Top of Data to process
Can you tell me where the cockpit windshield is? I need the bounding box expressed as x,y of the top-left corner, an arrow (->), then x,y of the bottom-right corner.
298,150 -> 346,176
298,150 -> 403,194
Bottom of Data to process
Top of Data to process
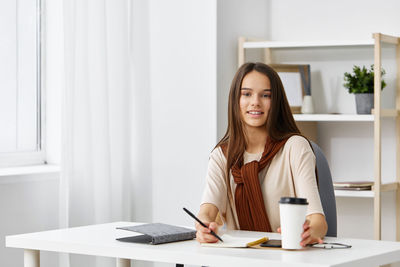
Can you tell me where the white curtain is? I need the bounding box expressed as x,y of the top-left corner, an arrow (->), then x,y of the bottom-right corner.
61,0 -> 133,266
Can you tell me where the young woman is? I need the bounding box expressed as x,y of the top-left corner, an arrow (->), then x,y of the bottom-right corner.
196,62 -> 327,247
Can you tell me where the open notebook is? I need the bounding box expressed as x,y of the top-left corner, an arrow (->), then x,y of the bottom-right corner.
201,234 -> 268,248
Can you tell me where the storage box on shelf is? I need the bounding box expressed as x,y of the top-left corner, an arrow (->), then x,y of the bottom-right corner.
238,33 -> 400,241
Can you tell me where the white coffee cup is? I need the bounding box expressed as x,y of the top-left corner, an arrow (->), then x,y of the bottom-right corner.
Bottom of Data to process
Top of Data to process
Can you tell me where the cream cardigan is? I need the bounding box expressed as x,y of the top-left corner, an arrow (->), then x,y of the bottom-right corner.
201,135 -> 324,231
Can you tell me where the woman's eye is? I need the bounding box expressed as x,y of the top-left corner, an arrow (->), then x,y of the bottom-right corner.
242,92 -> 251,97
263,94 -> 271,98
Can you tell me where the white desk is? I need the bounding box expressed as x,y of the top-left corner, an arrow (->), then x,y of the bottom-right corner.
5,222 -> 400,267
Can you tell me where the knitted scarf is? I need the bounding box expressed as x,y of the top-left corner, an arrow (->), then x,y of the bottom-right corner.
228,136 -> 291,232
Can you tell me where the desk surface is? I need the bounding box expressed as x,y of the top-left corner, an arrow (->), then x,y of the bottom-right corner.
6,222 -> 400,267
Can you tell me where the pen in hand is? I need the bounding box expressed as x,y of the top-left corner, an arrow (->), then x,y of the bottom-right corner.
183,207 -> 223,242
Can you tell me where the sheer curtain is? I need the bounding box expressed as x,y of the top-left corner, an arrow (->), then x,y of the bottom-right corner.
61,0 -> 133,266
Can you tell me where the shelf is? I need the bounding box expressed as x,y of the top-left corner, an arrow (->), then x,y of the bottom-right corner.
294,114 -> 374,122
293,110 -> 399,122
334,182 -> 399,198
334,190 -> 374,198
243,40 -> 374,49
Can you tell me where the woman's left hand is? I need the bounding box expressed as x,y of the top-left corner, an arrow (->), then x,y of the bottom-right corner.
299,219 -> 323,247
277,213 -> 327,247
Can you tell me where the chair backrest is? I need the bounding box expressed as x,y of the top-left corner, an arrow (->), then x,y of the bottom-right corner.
Bottom of Data to process
## Instructions for the task
Return only the part of the records above that opens with the line containing "Can you tell me where the open" and closes with the line containing "Can you tell me where the white coffee", ends included.

## Solved exercise
Can you tell me where the open notebook is? I need the bounding box expressed as x,y of the top-left corner, an arrow (->), then x,y of the bottom-right corner.
201,234 -> 268,248
Can you tell me where the storage box on shelf is? I need the bounding box expressed as x,y of the top-left corner, an arrow (->), then x,y of the bottom-right corner.
238,33 -> 400,241
Can you tell me where the white coffee cup is? I need the bounding box expressed as x,y of the top-left corner, an arrow (->), then x,y of the bottom-right corner.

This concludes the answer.